What is being asked ▸
Reproduce the records from the line containing "of the sidewalk?" through the end of the records, requests included. Scale every coordinate in the answer points by 1.4 and round to whole numbers, with halves going up, while the numbers in the requests and their format samples stay as they are.

Location labeling records:
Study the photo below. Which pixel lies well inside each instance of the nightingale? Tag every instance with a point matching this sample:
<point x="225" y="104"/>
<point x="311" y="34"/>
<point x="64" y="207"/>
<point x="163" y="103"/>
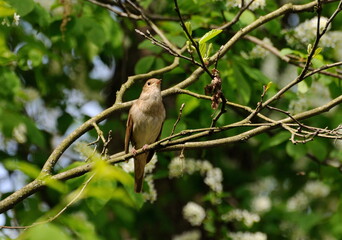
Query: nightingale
<point x="144" y="125"/>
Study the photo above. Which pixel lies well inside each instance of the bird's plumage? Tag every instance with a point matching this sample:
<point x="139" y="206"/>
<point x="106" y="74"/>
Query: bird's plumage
<point x="144" y="125"/>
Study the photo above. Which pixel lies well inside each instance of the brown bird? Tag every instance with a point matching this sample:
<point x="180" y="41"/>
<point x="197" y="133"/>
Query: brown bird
<point x="144" y="125"/>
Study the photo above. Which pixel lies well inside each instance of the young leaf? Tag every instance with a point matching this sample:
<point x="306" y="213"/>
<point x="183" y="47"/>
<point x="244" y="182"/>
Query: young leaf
<point x="203" y="48"/>
<point x="209" y="35"/>
<point x="268" y="86"/>
<point x="188" y="27"/>
<point x="209" y="50"/>
<point x="317" y="51"/>
<point x="309" y="49"/>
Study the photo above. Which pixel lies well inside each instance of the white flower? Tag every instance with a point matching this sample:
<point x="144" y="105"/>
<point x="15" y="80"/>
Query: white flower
<point x="152" y="164"/>
<point x="298" y="202"/>
<point x="190" y="235"/>
<point x="316" y="189"/>
<point x="240" y="215"/>
<point x="261" y="204"/>
<point x="193" y="213"/>
<point x="248" y="236"/>
<point x="214" y="179"/>
<point x="176" y="167"/>
<point x="255" y="5"/>
<point x="152" y="194"/>
<point x="16" y="19"/>
<point x="128" y="166"/>
<point x="204" y="166"/>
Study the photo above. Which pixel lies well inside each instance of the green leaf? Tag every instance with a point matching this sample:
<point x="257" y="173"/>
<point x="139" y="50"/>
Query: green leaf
<point x="203" y="48"/>
<point x="209" y="35"/>
<point x="191" y="103"/>
<point x="10" y="84"/>
<point x="243" y="87"/>
<point x="317" y="51"/>
<point x="144" y="64"/>
<point x="210" y="47"/>
<point x="45" y="231"/>
<point x="247" y="17"/>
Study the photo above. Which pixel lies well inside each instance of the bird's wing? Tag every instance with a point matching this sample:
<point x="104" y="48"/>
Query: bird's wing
<point x="151" y="153"/>
<point x="129" y="129"/>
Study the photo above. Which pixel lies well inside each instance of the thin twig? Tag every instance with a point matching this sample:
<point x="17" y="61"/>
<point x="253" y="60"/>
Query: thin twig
<point x="178" y="119"/>
<point x="203" y="65"/>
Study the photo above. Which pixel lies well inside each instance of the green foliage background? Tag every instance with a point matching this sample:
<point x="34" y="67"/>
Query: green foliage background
<point x="42" y="61"/>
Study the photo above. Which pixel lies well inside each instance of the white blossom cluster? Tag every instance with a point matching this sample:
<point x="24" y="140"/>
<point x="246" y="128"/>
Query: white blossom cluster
<point x="255" y="5"/>
<point x="190" y="235"/>
<point x="16" y="20"/>
<point x="312" y="190"/>
<point x="214" y="179"/>
<point x="258" y="51"/>
<point x="194" y="213"/>
<point x="248" y="236"/>
<point x="213" y="176"/>
<point x="241" y="215"/>
<point x="306" y="33"/>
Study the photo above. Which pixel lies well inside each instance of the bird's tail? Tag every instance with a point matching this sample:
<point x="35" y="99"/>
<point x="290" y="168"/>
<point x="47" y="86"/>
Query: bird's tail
<point x="139" y="169"/>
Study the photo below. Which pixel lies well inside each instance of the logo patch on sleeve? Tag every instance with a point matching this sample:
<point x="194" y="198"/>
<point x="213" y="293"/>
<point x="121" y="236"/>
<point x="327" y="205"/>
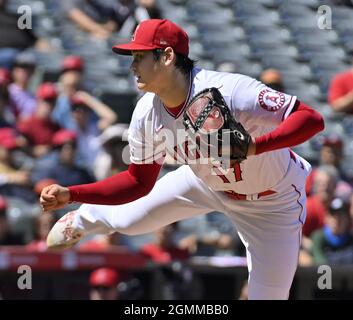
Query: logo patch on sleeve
<point x="271" y="100"/>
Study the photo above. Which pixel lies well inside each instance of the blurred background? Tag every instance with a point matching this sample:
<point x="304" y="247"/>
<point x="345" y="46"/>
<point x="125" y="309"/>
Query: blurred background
<point x="66" y="102"/>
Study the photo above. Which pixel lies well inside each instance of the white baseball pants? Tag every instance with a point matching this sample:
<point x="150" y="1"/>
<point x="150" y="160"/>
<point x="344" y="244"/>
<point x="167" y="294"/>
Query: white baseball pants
<point x="269" y="227"/>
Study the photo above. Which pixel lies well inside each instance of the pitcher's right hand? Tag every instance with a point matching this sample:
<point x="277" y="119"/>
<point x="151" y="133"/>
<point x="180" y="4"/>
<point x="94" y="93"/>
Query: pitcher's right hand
<point x="54" y="197"/>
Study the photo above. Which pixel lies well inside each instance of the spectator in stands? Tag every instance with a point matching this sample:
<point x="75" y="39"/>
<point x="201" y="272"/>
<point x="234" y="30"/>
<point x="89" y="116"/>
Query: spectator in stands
<point x="101" y="18"/>
<point x="70" y="81"/>
<point x="104" y="284"/>
<point x="325" y="182"/>
<point x="6" y="115"/>
<point x="152" y="8"/>
<point x="333" y="244"/>
<point x="209" y="235"/>
<point x="60" y="164"/>
<point x="340" y="93"/>
<point x="331" y="153"/>
<point x="164" y="249"/>
<point x="23" y="101"/>
<point x="12" y="39"/>
<point x="9" y="174"/>
<point x="83" y="108"/>
<point x="39" y="129"/>
<point x="115" y="154"/>
<point x="7" y="237"/>
<point x="42" y="224"/>
<point x="273" y="79"/>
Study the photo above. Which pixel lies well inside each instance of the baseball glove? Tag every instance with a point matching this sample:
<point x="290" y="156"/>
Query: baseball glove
<point x="208" y="118"/>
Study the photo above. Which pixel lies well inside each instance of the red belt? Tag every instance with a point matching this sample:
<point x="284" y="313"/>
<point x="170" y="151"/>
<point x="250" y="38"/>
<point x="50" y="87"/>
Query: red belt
<point x="238" y="196"/>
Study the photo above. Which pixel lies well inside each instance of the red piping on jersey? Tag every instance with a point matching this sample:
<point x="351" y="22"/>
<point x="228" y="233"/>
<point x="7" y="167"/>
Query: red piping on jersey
<point x="124" y="187"/>
<point x="179" y="109"/>
<point x="302" y="123"/>
<point x="301" y="206"/>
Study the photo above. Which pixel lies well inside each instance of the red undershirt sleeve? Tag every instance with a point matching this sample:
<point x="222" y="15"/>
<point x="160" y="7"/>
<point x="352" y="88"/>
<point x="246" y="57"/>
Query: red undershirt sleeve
<point x="121" y="188"/>
<point x="302" y="124"/>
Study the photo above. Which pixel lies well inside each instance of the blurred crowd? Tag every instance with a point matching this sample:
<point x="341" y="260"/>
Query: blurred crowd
<point x="59" y="132"/>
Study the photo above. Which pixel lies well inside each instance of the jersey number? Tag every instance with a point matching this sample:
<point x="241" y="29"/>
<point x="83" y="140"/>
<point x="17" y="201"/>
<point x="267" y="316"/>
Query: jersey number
<point x="236" y="170"/>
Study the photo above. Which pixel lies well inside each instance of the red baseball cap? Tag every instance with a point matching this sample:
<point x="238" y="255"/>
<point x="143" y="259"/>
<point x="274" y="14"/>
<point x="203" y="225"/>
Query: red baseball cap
<point x="5" y="77"/>
<point x="47" y="91"/>
<point x="73" y="63"/>
<point x="8" y="138"/>
<point x="63" y="136"/>
<point x="333" y="141"/>
<point x="156" y="34"/>
<point x="105" y="277"/>
<point x="3" y="204"/>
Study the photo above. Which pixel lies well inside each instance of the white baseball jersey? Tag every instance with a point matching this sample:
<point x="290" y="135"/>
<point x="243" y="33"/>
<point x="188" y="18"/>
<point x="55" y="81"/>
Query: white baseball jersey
<point x="154" y="131"/>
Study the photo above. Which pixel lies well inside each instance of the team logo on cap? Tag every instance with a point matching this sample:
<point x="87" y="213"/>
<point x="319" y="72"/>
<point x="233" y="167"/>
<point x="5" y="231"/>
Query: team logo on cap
<point x="271" y="100"/>
<point x="134" y="35"/>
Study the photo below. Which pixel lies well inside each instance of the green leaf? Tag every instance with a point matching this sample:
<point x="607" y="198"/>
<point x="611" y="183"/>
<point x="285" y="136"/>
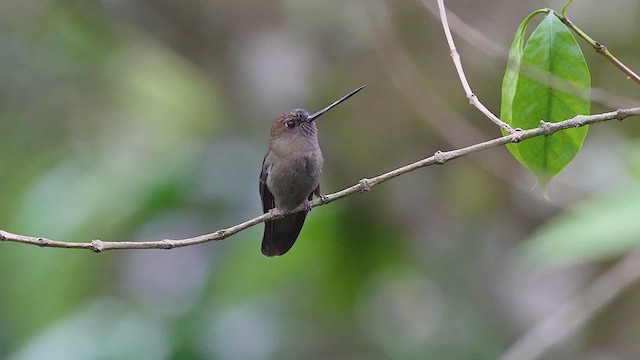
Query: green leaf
<point x="603" y="228"/>
<point x="552" y="83"/>
<point x="510" y="79"/>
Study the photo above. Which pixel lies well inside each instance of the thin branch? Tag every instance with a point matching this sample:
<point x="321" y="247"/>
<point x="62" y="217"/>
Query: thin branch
<point x="440" y="157"/>
<point x="488" y="46"/>
<point x="473" y="99"/>
<point x="571" y="316"/>
<point x="600" y="48"/>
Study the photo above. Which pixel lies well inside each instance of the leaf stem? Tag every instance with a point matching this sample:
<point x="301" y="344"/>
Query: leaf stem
<point x="600" y="48"/>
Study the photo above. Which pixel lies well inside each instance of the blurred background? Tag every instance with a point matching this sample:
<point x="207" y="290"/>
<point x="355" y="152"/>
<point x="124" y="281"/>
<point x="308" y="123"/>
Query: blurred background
<point x="142" y="120"/>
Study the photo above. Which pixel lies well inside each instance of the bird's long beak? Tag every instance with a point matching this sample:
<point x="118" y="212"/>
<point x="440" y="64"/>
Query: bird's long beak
<point x="335" y="103"/>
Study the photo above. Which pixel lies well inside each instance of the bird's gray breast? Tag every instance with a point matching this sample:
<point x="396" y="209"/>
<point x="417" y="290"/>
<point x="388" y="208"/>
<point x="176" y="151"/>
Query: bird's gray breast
<point x="291" y="179"/>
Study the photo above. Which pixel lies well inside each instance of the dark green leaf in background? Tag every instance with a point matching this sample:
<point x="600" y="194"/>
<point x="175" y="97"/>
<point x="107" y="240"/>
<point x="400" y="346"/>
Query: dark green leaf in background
<point x="552" y="83"/>
<point x="602" y="228"/>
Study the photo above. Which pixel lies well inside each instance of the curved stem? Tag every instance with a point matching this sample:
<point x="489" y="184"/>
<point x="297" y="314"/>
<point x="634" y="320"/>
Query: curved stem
<point x="440" y="157"/>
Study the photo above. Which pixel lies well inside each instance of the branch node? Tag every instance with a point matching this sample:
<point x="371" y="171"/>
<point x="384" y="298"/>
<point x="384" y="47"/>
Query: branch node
<point x="472" y="98"/>
<point x="546" y="127"/>
<point x="97" y="245"/>
<point x="600" y="48"/>
<point x="277" y="214"/>
<point x="365" y="184"/>
<point x="621" y="114"/>
<point x="516" y="135"/>
<point x="168" y="244"/>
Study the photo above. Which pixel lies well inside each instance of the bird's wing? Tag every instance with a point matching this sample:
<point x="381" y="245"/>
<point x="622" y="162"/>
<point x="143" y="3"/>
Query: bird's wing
<point x="266" y="195"/>
<point x="279" y="235"/>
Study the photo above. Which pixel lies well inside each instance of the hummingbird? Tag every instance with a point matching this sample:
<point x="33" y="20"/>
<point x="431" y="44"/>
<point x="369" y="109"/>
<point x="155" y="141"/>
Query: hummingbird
<point x="290" y="175"/>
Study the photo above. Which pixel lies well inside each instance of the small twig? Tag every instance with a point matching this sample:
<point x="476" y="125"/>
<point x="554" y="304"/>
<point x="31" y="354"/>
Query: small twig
<point x="488" y="46"/>
<point x="600" y="48"/>
<point x="364" y="185"/>
<point x="473" y="99"/>
<point x="571" y="316"/>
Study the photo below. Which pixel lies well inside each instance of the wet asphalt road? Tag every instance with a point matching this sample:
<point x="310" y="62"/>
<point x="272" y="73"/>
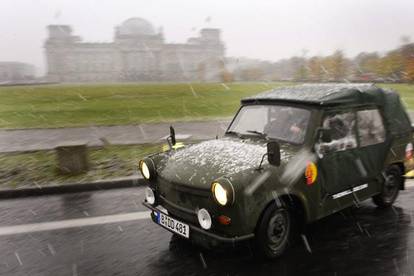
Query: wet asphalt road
<point x="358" y="241"/>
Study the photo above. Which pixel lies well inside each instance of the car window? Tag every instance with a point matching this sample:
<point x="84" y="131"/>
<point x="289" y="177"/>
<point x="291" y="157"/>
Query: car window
<point x="370" y="127"/>
<point x="285" y="123"/>
<point x="342" y="129"/>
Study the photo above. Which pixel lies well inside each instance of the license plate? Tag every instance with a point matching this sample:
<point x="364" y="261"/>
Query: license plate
<point x="173" y="225"/>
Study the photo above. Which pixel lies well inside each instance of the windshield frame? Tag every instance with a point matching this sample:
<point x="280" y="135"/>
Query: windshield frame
<point x="273" y="103"/>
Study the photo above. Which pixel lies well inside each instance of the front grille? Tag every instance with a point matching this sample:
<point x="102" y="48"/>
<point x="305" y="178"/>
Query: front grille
<point x="183" y="201"/>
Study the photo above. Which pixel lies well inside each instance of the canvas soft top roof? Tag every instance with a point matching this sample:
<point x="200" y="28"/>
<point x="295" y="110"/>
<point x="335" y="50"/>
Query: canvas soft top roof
<point x="322" y="94"/>
<point x="333" y="94"/>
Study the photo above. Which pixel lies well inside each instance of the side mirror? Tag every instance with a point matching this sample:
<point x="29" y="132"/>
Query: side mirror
<point x="325" y="135"/>
<point x="172" y="136"/>
<point x="273" y="153"/>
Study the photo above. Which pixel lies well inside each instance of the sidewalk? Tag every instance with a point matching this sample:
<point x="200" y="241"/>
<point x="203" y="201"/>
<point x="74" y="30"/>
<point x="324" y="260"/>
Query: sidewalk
<point x="46" y="139"/>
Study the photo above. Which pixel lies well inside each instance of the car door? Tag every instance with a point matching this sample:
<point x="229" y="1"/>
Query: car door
<point x="337" y="161"/>
<point x="372" y="144"/>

The completed task ▸
Study the photo above. Which pixel lies well inside each instance of the sidewalk? Tag every instance with a point matching this sample:
<point x="200" y="241"/>
<point x="203" y="201"/>
<point x="74" y="30"/>
<point x="324" y="260"/>
Query: sidewalk
<point x="64" y="195"/>
Study the photo above. Which pixel lies well inside each instance of the car door? Tag every instance with a point matching this sample:
<point x="229" y="1"/>
Query: car door
<point x="472" y="225"/>
<point x="521" y="202"/>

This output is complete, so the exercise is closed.